-------- Textauszug --------

Ein Koffer voller Hoffnungen

Mit Hoffen, Bangen und Heimweh im Gepäck kamen seit den 1950´er Jahren Gastarbeiter aus Südeuropa zu uns und haben hier ihren Beitrag zum deutschen Wirtschaftswunder geleistet. Die Europa-Union Gütersloh rückt nun die Geschichten und die Geschichte dieser Menschen in die Öffentlichkeit ...

v. l.: Stellv. Vorsitzender Konstantinos Sangas, Norbert Ellermann, Schriftführer Hartmut Blessmann

Gütersloh - Einen interessanten Lichtbildervortrag hielt der Museumspädagoge Norbert Ellermann vor Mitgliedern der Deutsch-Griechischen Gesellschaft und der Europa-Union. Unter dem Titel “Ein Koffer voller Hoffnungen - Leben in der Fremde - Arbeitsmigration aus den Süden Europas“ berichtete Ellermann über einen Teil deutscher Sozialgeschichte von den 50er bis Anfang der 80er Jahre.

--------

Aufgaben -
1/ Beantworten Sie anhand des Textauszugs:
(a) Seit welchem Jahrzehnt kamen Gastarbeiter aus Südeuropa?
(b) Welchen Beruf hat Norbert Ellermann?
(c) Vor Mitgliedern welcher beiden Vereinigungen hielt er seinen Vortrag?
2/ Schreiben Sie den Textauszug über die Arbeitsmigration aus Südeuropa bitte mit einigen Sätzen weiter.
Die Einträge werden hier nicht gebraucht.

-------- Datensatz --------

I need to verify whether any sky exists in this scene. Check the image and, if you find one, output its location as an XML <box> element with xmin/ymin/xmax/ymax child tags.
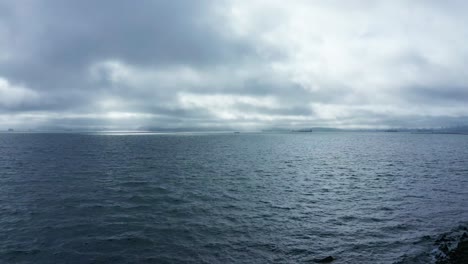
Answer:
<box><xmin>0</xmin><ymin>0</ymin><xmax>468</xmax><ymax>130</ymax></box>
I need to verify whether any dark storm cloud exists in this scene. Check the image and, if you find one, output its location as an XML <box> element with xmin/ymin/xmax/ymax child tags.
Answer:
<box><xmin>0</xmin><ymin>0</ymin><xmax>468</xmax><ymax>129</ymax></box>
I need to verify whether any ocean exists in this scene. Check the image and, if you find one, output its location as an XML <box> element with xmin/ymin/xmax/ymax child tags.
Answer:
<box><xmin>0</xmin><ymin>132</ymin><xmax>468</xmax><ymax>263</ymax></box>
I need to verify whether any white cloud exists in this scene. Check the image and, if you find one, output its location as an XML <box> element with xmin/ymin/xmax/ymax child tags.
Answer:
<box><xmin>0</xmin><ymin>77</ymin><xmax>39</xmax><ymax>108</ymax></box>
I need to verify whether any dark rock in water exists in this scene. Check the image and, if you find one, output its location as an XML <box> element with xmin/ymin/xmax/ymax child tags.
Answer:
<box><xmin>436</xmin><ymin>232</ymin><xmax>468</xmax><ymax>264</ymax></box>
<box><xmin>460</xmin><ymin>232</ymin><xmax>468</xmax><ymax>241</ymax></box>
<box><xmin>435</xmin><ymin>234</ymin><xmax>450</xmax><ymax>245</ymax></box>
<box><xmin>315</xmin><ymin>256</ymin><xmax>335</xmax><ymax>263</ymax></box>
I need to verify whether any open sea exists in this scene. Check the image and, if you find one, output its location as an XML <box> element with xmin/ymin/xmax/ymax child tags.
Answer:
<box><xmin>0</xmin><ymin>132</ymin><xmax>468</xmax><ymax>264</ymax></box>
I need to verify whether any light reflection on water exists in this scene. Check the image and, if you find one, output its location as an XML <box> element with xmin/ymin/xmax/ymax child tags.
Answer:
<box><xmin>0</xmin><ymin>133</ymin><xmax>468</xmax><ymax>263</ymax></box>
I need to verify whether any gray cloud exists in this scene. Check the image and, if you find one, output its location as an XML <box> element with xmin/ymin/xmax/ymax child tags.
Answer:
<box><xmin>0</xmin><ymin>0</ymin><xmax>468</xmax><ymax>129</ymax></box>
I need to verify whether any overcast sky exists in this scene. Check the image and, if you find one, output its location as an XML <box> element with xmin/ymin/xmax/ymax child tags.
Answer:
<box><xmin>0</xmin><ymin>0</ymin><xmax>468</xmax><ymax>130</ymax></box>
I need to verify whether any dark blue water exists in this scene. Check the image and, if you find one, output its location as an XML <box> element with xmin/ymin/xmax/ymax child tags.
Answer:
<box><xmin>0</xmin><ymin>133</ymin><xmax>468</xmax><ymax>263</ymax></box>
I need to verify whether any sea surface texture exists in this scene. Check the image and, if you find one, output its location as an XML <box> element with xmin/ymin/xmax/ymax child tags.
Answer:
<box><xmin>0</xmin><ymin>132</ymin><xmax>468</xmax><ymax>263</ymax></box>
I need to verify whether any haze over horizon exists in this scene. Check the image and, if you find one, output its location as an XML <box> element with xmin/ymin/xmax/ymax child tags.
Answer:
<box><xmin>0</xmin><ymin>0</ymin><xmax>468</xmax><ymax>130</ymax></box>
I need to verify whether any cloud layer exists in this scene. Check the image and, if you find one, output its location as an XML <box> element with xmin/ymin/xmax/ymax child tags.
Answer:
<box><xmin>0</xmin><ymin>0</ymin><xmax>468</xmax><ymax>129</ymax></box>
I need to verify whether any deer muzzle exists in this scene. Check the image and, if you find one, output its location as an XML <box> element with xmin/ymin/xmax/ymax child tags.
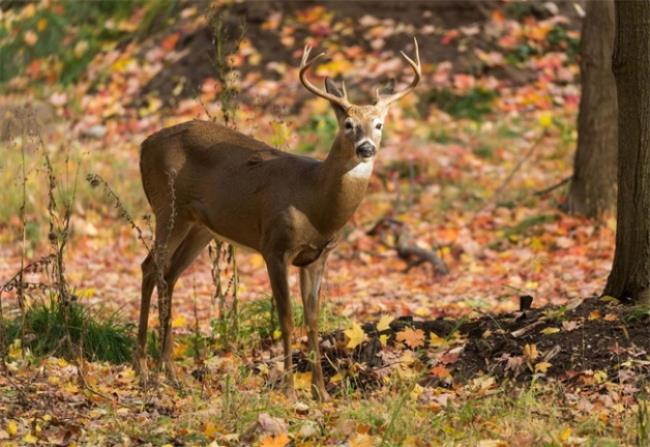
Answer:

--------

Lösungen -
1/
(a) Seit den 1950er Jahren.
(b) Er ist Museumspädagoge.
(c) Vor Mitgliedern der Deutsch-Griechischen Gesellschaft und der Europa-Union.

2/
Bereits in den 50er Jahren hatte sich die Wirtschaft von den Zerstörungen des 2. Weltkrieges erholt. Dabei konnte die große Nachfrage nach Arbeitskräften, die auch im Hinblick auf die große Zahl der Gefallenen im Krieg, bei weitem nicht im Inland gedeckt werden. 

Durch sogenannte Anwerbevereinbarungen mit Italien, Griechenland, Spanien, Türkei, Portugal und Jugoslawien, erfolgte dann ab 1955 eine große Einwanderungswelle ausländischer Arbeitnehmer (damals Gastarbeiter genannt) in die Bundesrepublik. Etwa ab 1960 kamen die ersten Griechen nach Gütersloh, um auch den hier allerorts bestehenden Arbeitskräftemangel zu beheben.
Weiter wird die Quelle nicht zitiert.